__PROBLEM__: Select each line of the records that contains the word "would", treating uppercase and lowercase letters as distinct.

[Start MATERIAL SUPPLIED]

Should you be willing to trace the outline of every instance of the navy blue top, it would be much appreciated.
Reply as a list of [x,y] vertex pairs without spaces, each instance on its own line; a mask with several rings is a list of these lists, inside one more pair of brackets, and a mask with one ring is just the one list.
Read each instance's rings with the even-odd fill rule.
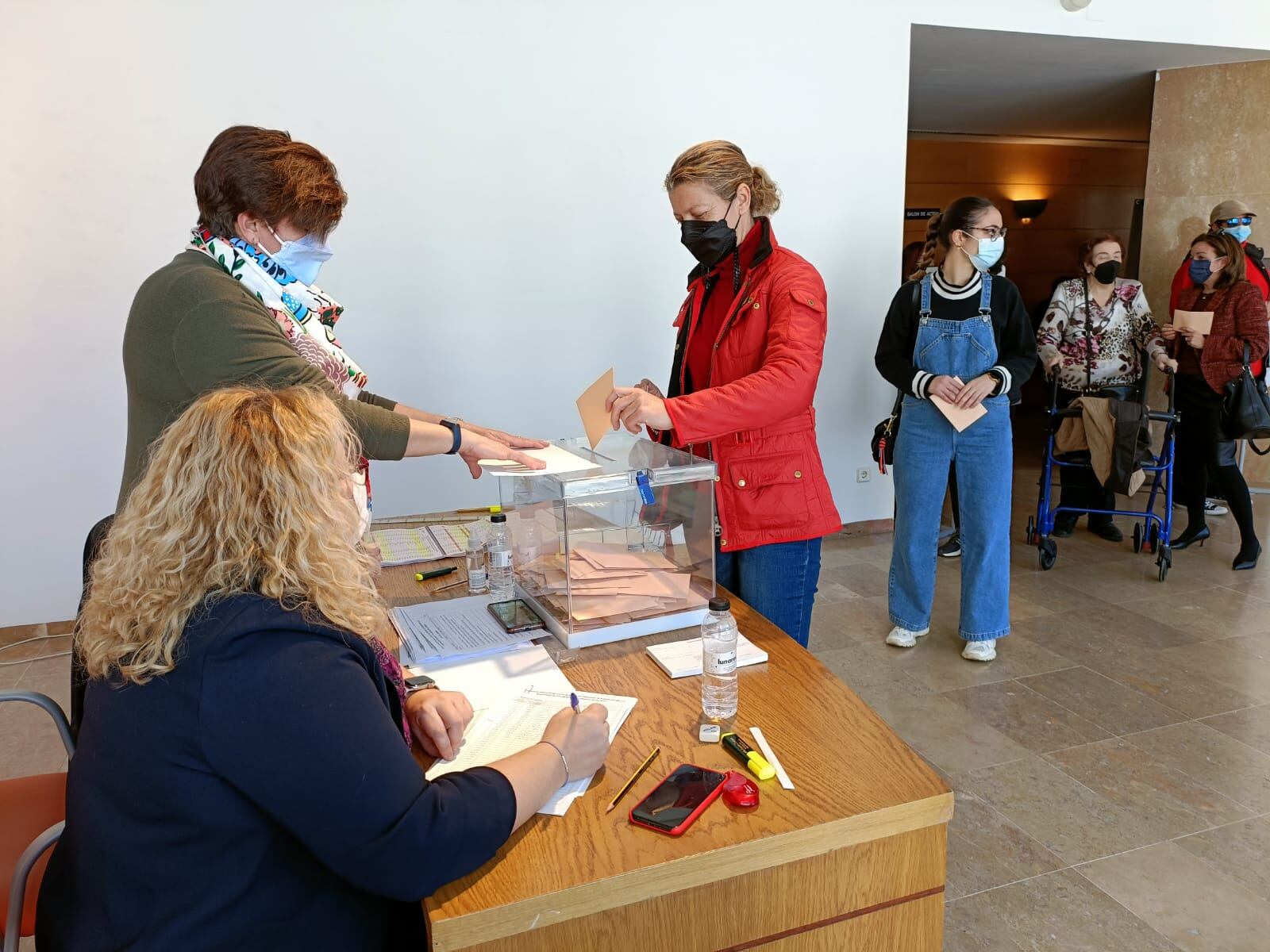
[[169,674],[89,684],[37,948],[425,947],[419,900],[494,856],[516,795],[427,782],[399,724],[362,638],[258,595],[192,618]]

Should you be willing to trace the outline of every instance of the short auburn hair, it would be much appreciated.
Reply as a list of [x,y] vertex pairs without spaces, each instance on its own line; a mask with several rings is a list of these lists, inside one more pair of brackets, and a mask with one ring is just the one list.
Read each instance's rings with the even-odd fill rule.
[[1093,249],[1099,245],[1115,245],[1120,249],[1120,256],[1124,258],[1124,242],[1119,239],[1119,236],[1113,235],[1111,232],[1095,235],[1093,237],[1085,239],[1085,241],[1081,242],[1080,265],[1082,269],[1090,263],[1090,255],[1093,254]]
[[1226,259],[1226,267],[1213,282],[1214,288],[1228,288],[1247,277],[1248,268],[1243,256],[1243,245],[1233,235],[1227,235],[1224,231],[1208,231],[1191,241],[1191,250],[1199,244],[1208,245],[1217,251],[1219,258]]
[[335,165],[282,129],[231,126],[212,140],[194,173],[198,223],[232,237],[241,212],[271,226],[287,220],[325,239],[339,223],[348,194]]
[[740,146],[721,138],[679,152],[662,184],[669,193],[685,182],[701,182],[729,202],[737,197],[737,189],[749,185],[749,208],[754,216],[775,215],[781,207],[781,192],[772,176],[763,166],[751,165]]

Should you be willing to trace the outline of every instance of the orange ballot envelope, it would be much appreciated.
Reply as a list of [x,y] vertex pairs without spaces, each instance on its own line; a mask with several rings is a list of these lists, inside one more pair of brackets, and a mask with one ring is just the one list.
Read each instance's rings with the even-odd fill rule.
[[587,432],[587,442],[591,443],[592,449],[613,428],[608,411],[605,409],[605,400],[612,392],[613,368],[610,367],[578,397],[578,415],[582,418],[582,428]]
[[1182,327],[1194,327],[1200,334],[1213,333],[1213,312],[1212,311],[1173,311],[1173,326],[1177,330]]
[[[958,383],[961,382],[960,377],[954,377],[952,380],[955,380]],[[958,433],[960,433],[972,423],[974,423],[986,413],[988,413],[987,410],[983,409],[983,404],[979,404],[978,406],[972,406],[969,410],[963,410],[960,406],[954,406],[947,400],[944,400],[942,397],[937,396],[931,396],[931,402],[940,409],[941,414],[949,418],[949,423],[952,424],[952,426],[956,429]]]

[End MATERIAL SUPPLIED]
[Start MATERIAL SUPPLIED]

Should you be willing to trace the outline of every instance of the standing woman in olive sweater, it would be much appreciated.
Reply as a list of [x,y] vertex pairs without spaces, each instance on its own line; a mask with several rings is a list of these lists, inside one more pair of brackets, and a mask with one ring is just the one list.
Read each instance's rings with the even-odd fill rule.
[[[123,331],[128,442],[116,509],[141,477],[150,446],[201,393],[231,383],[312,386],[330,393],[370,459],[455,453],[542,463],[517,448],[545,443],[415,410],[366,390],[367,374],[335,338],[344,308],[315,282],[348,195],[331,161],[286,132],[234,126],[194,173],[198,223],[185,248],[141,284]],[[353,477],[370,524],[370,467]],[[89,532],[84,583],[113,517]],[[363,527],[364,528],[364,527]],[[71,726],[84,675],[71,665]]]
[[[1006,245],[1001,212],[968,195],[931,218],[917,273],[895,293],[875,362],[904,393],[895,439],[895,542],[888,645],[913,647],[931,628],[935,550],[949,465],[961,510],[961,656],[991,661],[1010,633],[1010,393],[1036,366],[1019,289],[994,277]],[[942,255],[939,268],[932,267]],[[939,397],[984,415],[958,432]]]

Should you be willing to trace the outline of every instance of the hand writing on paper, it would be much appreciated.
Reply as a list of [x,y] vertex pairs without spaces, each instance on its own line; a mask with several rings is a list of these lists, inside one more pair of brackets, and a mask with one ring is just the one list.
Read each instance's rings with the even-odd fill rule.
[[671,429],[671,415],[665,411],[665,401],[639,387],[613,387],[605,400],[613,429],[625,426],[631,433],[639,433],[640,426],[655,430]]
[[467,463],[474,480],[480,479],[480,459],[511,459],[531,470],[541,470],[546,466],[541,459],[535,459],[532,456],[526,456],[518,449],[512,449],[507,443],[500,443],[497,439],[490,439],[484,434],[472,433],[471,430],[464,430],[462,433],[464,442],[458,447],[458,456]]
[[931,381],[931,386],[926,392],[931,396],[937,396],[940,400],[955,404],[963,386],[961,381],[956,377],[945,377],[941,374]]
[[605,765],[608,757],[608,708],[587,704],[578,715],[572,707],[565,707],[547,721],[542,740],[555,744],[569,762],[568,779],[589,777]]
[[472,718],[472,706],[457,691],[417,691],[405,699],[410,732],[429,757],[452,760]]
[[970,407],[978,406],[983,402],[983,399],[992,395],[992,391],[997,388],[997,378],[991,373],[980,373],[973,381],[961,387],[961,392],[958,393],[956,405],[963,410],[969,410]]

[End MATERIAL SUPPLIED]
[Start MATERIAL SUPPLIED]

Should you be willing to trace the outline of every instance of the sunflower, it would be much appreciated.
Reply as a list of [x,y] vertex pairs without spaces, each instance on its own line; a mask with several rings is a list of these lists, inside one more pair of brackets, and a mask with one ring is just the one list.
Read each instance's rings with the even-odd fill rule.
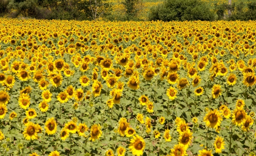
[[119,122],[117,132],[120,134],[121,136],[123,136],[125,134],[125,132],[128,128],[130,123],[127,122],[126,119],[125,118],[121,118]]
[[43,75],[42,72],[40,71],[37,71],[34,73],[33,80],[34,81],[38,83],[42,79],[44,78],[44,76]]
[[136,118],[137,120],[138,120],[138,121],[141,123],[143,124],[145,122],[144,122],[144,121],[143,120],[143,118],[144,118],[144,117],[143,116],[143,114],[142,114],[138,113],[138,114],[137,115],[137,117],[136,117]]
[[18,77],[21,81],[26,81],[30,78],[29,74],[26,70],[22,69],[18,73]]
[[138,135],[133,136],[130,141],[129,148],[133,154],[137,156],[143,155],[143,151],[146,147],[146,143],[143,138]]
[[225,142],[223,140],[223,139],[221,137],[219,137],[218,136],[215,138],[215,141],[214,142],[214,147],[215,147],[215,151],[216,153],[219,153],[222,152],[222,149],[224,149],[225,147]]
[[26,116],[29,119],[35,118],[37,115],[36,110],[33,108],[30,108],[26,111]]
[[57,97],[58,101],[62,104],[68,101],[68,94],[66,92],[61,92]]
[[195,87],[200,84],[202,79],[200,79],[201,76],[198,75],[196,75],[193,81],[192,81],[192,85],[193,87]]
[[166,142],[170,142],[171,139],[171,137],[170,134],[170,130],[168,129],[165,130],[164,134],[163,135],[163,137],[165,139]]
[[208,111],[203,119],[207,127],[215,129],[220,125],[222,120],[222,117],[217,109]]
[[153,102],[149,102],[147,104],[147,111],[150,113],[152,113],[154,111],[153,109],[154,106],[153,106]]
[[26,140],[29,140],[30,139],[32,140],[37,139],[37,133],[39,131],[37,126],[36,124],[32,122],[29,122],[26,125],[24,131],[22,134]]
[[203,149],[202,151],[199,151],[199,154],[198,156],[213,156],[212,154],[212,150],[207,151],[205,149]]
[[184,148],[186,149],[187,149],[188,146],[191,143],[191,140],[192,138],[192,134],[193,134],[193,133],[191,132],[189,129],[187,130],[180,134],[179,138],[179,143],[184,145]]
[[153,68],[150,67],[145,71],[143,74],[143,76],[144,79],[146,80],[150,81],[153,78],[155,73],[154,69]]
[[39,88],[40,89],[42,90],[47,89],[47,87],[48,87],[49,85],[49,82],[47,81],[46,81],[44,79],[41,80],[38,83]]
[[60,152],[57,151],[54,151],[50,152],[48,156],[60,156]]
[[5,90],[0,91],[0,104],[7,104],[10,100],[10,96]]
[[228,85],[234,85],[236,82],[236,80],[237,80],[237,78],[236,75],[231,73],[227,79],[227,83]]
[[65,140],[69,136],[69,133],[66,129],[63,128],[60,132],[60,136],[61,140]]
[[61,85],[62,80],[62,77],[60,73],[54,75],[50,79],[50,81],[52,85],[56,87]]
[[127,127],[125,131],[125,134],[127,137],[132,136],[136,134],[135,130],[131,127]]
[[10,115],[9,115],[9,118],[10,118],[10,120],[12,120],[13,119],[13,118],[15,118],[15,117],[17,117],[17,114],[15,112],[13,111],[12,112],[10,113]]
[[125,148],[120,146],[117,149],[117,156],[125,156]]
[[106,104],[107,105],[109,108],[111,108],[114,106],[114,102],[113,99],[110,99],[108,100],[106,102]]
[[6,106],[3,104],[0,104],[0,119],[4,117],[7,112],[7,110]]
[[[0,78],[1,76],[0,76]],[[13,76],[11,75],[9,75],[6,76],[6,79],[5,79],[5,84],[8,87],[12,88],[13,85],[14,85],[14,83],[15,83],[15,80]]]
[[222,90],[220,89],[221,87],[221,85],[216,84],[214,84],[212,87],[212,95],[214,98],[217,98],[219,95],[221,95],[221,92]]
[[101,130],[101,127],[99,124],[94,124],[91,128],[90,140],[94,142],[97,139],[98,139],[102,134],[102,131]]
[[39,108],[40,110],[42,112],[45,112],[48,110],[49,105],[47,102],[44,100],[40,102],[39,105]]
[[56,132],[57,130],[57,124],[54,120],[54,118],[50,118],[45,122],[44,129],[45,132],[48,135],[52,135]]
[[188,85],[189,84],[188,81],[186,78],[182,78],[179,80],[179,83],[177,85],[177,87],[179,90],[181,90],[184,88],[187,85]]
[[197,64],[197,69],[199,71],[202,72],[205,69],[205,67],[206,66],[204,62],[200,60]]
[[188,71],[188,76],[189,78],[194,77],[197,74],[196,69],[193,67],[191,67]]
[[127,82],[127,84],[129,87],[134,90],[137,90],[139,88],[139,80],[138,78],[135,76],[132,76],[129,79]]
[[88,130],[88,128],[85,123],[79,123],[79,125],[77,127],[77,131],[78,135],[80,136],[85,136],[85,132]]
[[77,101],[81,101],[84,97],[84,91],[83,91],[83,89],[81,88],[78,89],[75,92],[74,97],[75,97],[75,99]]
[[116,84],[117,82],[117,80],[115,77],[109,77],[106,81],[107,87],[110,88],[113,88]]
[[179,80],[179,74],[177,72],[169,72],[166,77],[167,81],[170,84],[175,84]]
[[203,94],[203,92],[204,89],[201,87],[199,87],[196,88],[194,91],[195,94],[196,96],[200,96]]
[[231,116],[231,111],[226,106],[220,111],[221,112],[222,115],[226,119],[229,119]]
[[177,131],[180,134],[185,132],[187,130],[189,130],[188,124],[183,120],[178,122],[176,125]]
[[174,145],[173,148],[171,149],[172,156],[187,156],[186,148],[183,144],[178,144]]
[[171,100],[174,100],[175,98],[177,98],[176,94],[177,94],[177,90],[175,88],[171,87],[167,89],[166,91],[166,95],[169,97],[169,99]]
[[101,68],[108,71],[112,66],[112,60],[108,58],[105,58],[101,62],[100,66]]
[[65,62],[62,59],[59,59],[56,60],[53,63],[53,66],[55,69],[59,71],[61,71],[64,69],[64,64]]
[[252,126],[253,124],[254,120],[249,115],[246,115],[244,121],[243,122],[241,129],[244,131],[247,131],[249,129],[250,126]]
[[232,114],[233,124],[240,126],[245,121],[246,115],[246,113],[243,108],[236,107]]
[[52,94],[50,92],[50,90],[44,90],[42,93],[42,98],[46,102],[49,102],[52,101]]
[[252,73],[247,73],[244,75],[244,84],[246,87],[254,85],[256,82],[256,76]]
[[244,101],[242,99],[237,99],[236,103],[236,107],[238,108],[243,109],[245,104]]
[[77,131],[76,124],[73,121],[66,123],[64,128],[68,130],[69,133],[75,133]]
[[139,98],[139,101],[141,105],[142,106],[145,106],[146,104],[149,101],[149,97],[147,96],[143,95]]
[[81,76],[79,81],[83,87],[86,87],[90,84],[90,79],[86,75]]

[End MATERIAL SUPPLIED]

__THE COMPLETED TASK__:
Should you be willing to trace the outline of every instance of the navy blue top, it would be much appreciated.
Should you be willing to trace the outline of every instance of the short auburn hair, it would be much appreciated.
Should you be willing to trace the outline of every instance of the orange ballot envelope, it would be much appreciated.
Should you be willing to trace the outline of every instance of the standing woman in olive sweater, it would be much appreciated.
Should you be willing to trace the outline of every instance of the hand writing on paper, it would be much appreciated.
Should you be willing to trace the outline of every instance of the sunflower, it would be much appreciated.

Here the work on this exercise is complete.